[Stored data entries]

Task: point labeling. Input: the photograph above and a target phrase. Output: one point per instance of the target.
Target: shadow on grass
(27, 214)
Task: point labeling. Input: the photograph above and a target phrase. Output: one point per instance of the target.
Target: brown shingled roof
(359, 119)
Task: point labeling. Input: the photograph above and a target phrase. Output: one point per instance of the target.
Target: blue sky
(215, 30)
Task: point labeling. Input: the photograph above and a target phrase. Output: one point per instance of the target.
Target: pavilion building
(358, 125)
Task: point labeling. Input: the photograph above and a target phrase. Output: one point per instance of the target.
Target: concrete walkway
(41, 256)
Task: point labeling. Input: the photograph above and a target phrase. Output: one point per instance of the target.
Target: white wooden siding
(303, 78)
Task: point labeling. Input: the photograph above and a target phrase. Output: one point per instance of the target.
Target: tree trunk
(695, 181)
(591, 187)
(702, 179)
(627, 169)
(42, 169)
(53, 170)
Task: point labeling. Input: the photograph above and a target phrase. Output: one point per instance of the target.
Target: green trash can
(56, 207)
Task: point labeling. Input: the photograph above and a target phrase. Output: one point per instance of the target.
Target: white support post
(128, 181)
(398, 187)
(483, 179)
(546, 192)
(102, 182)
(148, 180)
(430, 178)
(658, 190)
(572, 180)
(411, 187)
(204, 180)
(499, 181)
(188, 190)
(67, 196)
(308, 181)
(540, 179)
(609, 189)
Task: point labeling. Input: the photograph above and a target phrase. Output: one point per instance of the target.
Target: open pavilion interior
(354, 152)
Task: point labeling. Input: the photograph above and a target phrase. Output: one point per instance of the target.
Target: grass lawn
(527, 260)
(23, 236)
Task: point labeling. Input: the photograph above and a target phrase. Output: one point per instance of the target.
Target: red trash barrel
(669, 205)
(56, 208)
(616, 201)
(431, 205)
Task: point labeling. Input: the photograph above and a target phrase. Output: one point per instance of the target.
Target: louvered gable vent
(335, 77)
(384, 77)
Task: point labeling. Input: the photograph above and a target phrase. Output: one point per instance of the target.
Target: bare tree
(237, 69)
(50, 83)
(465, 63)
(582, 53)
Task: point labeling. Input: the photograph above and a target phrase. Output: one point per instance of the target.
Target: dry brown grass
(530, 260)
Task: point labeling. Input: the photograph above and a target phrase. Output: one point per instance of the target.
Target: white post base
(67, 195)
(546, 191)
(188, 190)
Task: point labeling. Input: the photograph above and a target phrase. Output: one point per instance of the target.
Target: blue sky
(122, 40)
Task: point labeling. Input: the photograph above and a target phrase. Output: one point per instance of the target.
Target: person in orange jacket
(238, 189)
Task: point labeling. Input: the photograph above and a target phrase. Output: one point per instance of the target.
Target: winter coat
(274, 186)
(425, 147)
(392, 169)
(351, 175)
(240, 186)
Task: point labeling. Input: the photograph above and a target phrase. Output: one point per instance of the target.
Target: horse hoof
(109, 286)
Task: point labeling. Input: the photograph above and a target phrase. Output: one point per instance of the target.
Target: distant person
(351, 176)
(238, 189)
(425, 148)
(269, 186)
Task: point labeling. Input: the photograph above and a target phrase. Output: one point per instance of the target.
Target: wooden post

[WHAT YOU ARE ASKED TO DO]: The response should consist of the entries, retyped exactly and in full.

[OUTPUT]:
Task: point labeling. Input: the photograph above and a target phrase. Output: one point per instance of the target.
Target: shadow on grass
(27, 214)
Task: point labeling. Input: the photograph above and a target phrase. Output: one point per instance of the target.
Target: brown shingled roof
(359, 119)
Task: point labeling. Input: the photograph above and a target phrase. Output: one point per instance of the target.
Target: blue sky
(215, 30)
Task: point labeling. Input: the photograph above and a target phrase. Output: one point per instance of the target.
Target: pavilion building
(358, 125)
Task: point labeling. Input: the photograph above and a target phrase. Output: one point per instance of the target.
Target: concrete walkway
(41, 256)
Task: point labeling. Input: the photograph above and a target phrase. Output: one point per instance of the target.
Target: white wooden siding
(303, 78)
Task: point labeling. Input: the photograph above and a target phrase. Output: one point per instance of the target.
Target: tree trunk
(695, 181)
(591, 187)
(702, 179)
(627, 169)
(42, 169)
(53, 170)
Task: point labeling. Input: the photograph above and a target phrase. Output: one point per instance of the target.
Target: green trash can
(56, 207)
Task: point labeling. Input: the photograph above and a target phrase. Output: one point per instance of the target.
Target: white support post
(128, 181)
(398, 187)
(483, 179)
(546, 192)
(102, 182)
(148, 180)
(430, 178)
(658, 190)
(572, 180)
(411, 187)
(204, 180)
(499, 181)
(188, 190)
(67, 196)
(308, 181)
(540, 179)
(609, 189)
Task: point labeling. Input: the photograph above and a target phrase. Output: one point per instance of the target.
Target: open pavilion interior
(354, 152)
Task: point labeling. Input: the photograph above and a target phrase. Output: one point per instance of the target.
Target: grass lawn
(527, 260)
(23, 236)
Task: point labeling. Input: the photograph above and a target phrase. Output: one point per instance of the target.
Target: red trash barrel
(669, 205)
(56, 208)
(616, 201)
(431, 205)
Task: point labeling. Input: the photograph above and a target phrase. Output: one point per instance of the target.
Target: louvered gable vent
(335, 77)
(384, 77)
Task: point labeling. Input: the photograph above and a target phrase. Output: one point per instance of the target.
Target: bare tree
(237, 69)
(50, 83)
(465, 63)
(582, 53)
Task: point labeling. Input: the photograph above and a target phrase. Output: one point per instance of the target.
Target: dry brown grass
(530, 260)
Task: point labeling. Input: the photograph above and a target phrase. Output: one point per instance of the target.
Target: white post base
(67, 195)
(546, 191)
(188, 190)
Task: point labeling. Input: the photograph above and a target phrase. Output: one point per instance of the target.
Target: blue sky
(122, 40)
Task: point labeling. Input: the photograph above and a target phrase. Output: one point per instance of the target.
Target: person in orange jacket
(238, 189)
Task: point labeling. Input: the photograph above and a target phrase. Output: one point per instance of the target.
Target: winter coat
(274, 186)
(425, 147)
(392, 169)
(351, 175)
(240, 186)
Task: point labeling. Input: the photograph above and a target phrase. Output: one point per instance of the target.
Target: horse hoof
(109, 286)
Task: point labeling. Input: the photograph above and a target phrase. Output: one point per instance of the target.
Target: distant person
(351, 176)
(238, 189)
(425, 148)
(269, 186)
Task: point labeling. Input: the photograph above and a target phrase. Output: one point per instance of the target.
Target: wooden post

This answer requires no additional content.